*Task instructions:* Rewrite all of the records below with "drop a dot" replaced by "place a point", changing nothing else, and leave the pictures out of your answer.
·····
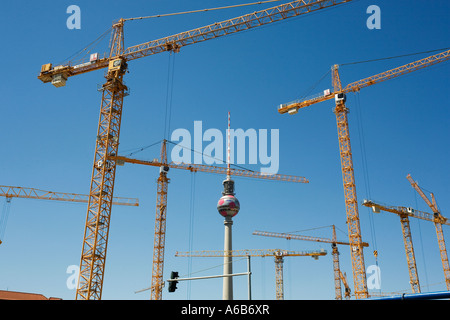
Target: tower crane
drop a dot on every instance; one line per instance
(161, 203)
(438, 220)
(10, 192)
(351, 204)
(278, 255)
(95, 240)
(405, 213)
(334, 249)
(33, 193)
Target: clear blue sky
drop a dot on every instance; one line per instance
(397, 127)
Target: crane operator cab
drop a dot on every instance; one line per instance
(340, 97)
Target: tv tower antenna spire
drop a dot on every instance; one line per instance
(228, 206)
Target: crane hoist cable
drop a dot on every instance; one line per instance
(4, 217)
(393, 57)
(365, 170)
(201, 10)
(191, 229)
(169, 94)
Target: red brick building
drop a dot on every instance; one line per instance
(13, 295)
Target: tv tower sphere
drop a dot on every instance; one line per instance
(228, 205)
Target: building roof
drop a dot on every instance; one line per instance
(14, 295)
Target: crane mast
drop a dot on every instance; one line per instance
(348, 179)
(438, 220)
(161, 206)
(335, 253)
(98, 216)
(95, 239)
(160, 228)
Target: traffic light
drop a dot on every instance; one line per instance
(173, 284)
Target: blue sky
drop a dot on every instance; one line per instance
(397, 127)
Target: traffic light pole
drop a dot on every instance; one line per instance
(219, 276)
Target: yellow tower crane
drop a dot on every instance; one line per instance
(278, 255)
(161, 203)
(95, 240)
(438, 220)
(405, 213)
(335, 252)
(351, 204)
(10, 192)
(33, 193)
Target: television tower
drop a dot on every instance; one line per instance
(228, 206)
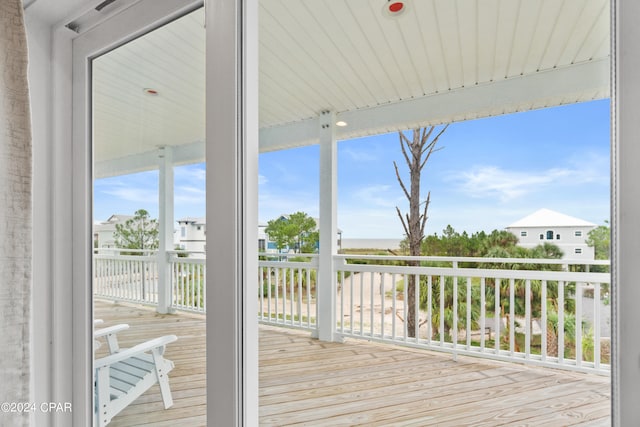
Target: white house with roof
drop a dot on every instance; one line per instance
(547, 226)
(104, 232)
(265, 244)
(192, 234)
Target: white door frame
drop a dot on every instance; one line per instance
(231, 51)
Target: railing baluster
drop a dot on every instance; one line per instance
(361, 304)
(351, 302)
(429, 308)
(578, 335)
(441, 320)
(527, 319)
(482, 313)
(382, 305)
(512, 317)
(309, 297)
(468, 321)
(544, 325)
(416, 307)
(393, 306)
(405, 312)
(497, 315)
(371, 319)
(454, 335)
(596, 325)
(561, 322)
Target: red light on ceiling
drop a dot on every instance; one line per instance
(396, 7)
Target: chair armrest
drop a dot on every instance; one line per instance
(110, 330)
(133, 351)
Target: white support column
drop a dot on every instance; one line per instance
(625, 227)
(165, 220)
(328, 227)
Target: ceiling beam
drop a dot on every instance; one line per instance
(182, 155)
(576, 83)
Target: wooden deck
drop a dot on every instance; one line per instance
(306, 382)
·····
*Solution for this task:*
Target: tower crane
place a point on every instance; one line per instance
(161, 203)
(438, 220)
(10, 192)
(351, 204)
(278, 255)
(95, 240)
(405, 213)
(334, 249)
(33, 193)
Target: clear blue sky
place a point on every instance; one line per instance
(397, 127)
Target: crane operator cab
place a point on every instance; one line per instance
(340, 97)
Target: tv tower antenna spire
place a point on every instance; one line per instance
(228, 206)
Target: crane hoist cable
place a point on every instance; one line per instance
(4, 217)
(393, 57)
(365, 170)
(201, 10)
(191, 229)
(169, 94)
Target: red brick building
place a point on every instance; one line per instance
(13, 295)
Target: tv tower sphere
place a point on every instance; one line per instance
(228, 205)
Target: building roof
place a point on every instance; one line per instance
(14, 295)
Target: crane mast
place a point on every instance; one line per instance
(348, 179)
(438, 220)
(161, 206)
(335, 253)
(98, 216)
(95, 239)
(160, 228)
Target: traffic light
place a point on every instance; one line per instance
(173, 284)
Target: blue sky
place a point on every instance; one line per instance
(397, 127)
Target: traffic light pole
place a point on every instance; one line per instance
(219, 276)
Target: yellow tower crane
place a point on every instance; one line per instance
(278, 255)
(161, 203)
(95, 240)
(438, 220)
(405, 213)
(335, 252)
(351, 204)
(10, 192)
(33, 193)
Target: television tower
place a point on every instance; one line per instance
(228, 206)
Target: white house with roof
place a point on every instance; one line per instance
(547, 226)
(104, 232)
(265, 244)
(192, 234)
Target: white door frame
place a point on every instance; one line per instance
(231, 51)
Target: railing baluster
place a point on every instance; one line per instance
(361, 304)
(351, 302)
(429, 308)
(578, 335)
(441, 320)
(527, 319)
(482, 313)
(382, 305)
(512, 317)
(309, 297)
(468, 321)
(544, 325)
(416, 307)
(393, 306)
(405, 312)
(497, 315)
(371, 319)
(454, 335)
(596, 325)
(561, 322)
Target: red light on ceiling
place a point on every instance; one line per instance
(396, 7)
Target: chair armrest
place a point on every instance; one line per instance
(110, 330)
(133, 351)
Target: white support column
place a point on every instance; one line per instance
(625, 227)
(165, 220)
(328, 227)
Target: ceiling beam
place a point on every instance; one line per instance
(182, 155)
(576, 83)
Target: wooden deck
place a point on every instance; one line per instance
(306, 382)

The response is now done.